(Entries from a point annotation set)
--- BEGIN ---
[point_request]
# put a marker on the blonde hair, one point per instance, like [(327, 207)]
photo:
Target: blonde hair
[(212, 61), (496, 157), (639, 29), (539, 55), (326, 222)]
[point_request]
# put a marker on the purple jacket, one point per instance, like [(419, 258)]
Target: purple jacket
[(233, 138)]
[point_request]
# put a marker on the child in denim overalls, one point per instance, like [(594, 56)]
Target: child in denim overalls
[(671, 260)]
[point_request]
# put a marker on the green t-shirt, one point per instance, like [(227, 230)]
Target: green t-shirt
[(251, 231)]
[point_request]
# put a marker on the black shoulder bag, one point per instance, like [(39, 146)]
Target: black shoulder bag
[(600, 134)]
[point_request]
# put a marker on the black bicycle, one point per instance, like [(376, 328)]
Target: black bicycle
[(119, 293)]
--- END ---
--- BEGIN ---
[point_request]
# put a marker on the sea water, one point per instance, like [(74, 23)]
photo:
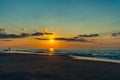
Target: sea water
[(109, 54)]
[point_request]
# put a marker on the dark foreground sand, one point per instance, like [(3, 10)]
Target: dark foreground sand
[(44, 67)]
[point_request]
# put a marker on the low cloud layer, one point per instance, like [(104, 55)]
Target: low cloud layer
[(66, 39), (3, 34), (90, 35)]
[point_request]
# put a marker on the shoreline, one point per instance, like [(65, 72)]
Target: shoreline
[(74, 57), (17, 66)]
--- END ---
Exercise instructions
Please gather every line of the records above that contains the word "denim", and copy each one as it appears.

Result below
# put a marker on the child in denim overalls, one point per instance, like [(594, 56)]
Target: child in denim overalls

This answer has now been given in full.